## Listing:
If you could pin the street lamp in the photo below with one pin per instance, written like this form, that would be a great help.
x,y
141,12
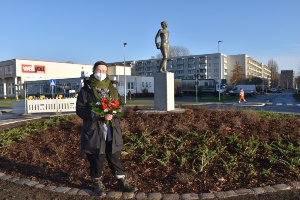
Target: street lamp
x,y
196,83
220,71
124,73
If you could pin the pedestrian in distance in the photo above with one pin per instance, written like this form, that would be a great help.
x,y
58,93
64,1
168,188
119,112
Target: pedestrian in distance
x,y
101,137
242,95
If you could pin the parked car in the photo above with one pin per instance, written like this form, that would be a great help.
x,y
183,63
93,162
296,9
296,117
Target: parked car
x,y
249,90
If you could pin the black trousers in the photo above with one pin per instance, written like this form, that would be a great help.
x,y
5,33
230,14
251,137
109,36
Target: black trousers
x,y
97,160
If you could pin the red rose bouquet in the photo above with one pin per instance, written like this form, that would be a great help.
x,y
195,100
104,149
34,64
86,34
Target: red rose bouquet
x,y
106,104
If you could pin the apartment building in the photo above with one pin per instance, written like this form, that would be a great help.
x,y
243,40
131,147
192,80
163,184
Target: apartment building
x,y
206,66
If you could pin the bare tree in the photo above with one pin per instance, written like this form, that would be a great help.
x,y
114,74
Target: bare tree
x,y
274,73
176,51
238,77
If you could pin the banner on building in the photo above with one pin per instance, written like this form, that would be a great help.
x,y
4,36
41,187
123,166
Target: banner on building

## To do:
Give back every line of the records above, unchanged and in the same order. Leave the pictures out.

## Solution to the problem:
If you could pin the street lamp in the photo below with one pin per instance, written like this form, that would be a great help.
x,y
141,12
Target: street lamp
x,y
196,83
220,71
124,73
If you could pin the pedestrian in distance in the photo above with one pin per instance, written like this form, that would be a great help.
x,y
58,93
64,1
168,188
119,112
Target: pedestrian in distance
x,y
101,137
242,95
If you could pin the parked car in the photo above with one pin per instance, written like this form, that would be a great help.
x,y
183,63
93,162
296,9
296,117
Target: parked car
x,y
249,90
If you could pin the black trousers in the photo above with one pin per instance, written like this form, that would be a great help.
x,y
5,33
230,14
251,137
109,36
Target: black trousers
x,y
97,160
If you could pin the red rose bouquet in the photo above with one pin per instance, written like this form, that would be a great help.
x,y
195,100
104,149
34,64
86,34
Target: red rose bouquet
x,y
106,104
If you could pin the apartment building in the photo above with one pin per instance, written like this form, that would be a great help.
x,y
243,40
131,147
192,80
163,184
Target: apartment building
x,y
206,66
If you could pin the bare tree in the photo above with one pin per instance, written like this form, that would be a great help.
x,y
114,74
Target: bare tree
x,y
274,73
176,51
238,77
If you could pin the banner on building in the photo above with one pin per instance, written like this form, that would be a great help.
x,y
4,36
41,187
123,166
Target: banner on building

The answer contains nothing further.